_Task statement_
For this exercise, reproduce the records exactly as they stand and do not carry any images over.

• • • •

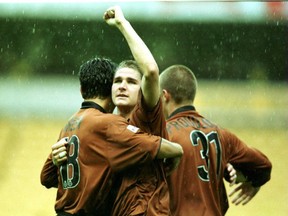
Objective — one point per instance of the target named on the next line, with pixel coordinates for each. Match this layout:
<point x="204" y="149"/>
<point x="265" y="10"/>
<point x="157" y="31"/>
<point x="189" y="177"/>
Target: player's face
<point x="125" y="88"/>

• • • •

_Solution_
Objective — one point per instance of the target named on the next line, with pixel coordinates for each. Match this layout:
<point x="204" y="149"/>
<point x="265" y="10"/>
<point x="157" y="31"/>
<point x="189" y="177"/>
Target: player's face
<point x="125" y="88"/>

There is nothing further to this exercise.